Rows from a dataset:
--- Start ---
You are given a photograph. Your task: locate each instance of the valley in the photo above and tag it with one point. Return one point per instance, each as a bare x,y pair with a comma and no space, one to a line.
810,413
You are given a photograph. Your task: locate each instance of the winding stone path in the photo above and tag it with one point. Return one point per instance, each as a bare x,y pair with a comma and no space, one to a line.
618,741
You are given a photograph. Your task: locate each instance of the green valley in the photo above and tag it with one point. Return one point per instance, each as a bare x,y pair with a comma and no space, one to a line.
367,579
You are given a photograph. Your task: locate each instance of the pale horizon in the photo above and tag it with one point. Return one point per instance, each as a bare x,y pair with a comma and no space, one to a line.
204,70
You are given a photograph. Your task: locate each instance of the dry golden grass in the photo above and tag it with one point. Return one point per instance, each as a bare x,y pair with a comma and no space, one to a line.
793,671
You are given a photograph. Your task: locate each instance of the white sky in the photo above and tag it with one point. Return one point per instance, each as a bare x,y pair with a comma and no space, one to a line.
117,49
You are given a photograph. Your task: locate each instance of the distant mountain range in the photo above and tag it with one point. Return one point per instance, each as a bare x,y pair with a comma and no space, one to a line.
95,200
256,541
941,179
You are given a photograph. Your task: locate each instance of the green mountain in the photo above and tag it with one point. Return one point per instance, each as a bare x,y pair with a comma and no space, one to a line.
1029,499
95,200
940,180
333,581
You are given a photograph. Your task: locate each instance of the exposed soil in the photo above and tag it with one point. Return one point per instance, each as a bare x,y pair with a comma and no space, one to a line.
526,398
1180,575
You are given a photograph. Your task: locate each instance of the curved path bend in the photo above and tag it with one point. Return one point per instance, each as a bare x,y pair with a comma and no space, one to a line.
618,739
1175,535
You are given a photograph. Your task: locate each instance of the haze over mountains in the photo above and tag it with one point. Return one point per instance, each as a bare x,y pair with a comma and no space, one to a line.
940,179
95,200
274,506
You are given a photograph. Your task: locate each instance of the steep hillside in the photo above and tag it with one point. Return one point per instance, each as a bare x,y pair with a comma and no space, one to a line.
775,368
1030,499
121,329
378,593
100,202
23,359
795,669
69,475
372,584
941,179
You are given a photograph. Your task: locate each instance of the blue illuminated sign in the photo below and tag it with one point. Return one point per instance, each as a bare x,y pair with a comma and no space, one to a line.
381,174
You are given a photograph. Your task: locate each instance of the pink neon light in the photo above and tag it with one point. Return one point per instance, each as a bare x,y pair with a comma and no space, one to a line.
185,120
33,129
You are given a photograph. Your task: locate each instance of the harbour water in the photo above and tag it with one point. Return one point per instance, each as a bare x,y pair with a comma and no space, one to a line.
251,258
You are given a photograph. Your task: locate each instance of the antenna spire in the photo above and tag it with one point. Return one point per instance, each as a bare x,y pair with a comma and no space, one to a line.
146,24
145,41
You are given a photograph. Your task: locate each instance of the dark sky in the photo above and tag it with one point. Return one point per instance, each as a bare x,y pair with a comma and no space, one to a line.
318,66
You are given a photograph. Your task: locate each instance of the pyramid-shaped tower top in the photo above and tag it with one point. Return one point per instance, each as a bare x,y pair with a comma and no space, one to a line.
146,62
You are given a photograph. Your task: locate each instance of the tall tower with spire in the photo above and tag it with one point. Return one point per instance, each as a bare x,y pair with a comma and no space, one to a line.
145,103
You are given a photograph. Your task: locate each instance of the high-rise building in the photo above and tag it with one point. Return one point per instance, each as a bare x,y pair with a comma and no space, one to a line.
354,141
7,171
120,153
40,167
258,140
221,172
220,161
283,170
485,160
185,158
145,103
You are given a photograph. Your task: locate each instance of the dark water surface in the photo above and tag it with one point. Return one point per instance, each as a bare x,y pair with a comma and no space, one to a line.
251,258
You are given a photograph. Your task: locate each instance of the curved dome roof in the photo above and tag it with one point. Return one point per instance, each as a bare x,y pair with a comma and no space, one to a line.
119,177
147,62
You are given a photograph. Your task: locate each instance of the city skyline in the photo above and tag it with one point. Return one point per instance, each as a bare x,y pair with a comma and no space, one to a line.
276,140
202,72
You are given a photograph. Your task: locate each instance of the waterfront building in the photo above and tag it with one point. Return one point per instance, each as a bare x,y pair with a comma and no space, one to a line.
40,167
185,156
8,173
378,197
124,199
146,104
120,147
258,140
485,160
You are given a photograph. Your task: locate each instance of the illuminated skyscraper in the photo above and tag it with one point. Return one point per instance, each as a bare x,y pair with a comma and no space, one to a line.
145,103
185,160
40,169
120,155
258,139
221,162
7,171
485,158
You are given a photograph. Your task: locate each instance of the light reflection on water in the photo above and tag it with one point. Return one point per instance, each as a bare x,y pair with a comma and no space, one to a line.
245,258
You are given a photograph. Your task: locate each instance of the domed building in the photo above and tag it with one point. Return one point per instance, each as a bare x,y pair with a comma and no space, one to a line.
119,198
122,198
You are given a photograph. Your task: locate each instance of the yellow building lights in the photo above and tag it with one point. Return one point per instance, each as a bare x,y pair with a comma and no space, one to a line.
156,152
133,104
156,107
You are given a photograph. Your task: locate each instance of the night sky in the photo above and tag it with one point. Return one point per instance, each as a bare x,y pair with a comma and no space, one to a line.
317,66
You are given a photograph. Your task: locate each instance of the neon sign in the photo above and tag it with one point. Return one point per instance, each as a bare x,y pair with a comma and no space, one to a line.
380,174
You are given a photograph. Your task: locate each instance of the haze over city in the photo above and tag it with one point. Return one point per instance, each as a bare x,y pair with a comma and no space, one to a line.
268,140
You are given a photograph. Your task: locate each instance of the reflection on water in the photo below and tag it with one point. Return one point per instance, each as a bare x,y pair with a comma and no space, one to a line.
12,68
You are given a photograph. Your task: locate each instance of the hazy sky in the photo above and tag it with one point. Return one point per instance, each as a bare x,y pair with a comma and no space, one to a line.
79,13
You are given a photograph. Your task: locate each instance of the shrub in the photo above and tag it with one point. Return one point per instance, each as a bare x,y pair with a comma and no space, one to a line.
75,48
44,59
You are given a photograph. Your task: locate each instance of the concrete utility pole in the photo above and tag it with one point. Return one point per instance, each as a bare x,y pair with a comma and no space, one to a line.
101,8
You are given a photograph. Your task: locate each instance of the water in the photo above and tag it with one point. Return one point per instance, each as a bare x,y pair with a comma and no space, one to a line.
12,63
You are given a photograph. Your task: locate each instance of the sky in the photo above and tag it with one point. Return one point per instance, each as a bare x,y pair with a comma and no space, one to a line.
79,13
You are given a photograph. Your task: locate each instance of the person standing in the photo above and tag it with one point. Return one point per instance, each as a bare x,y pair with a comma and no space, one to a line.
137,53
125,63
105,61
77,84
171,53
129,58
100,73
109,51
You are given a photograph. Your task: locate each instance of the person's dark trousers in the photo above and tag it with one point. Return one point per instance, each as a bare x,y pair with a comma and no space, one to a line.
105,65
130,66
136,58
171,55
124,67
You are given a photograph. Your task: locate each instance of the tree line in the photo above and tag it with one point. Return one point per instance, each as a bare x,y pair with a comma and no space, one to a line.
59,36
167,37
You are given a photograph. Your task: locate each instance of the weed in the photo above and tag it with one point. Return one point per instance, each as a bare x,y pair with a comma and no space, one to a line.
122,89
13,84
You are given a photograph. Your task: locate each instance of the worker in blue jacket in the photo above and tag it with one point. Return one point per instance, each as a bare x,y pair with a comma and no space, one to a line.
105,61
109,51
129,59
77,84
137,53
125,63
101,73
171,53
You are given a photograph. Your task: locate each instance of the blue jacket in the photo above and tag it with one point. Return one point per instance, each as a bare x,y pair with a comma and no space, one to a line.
--- End ---
What to work on: All lines from the one containing "of the weed" through the final line of the listing above are to be reproduced exactly; include both and add nothing.

Complete output:
You are given a photograph. Your task: locate each instance of the weed in the photo above and tag it with one point. Return one point per instance, each as a bare x,y pair with a comma and no space, one to a line.
122,89
13,84
You are given a photograph. Your task: locate each instance of the worker in blue jacket in the photo above and tag it with one point. Return one point per instance, each as a bare x,y pair with a comma and no space, one to a line.
105,61
109,51
129,59
77,84
137,53
125,63
101,73
171,53
You are given a photograph. Your task: locate each instance of the blue jacket in the photo above and tag it with one point. Return one point per instance, each as a bare x,y pair with a comma and no space, one to a line.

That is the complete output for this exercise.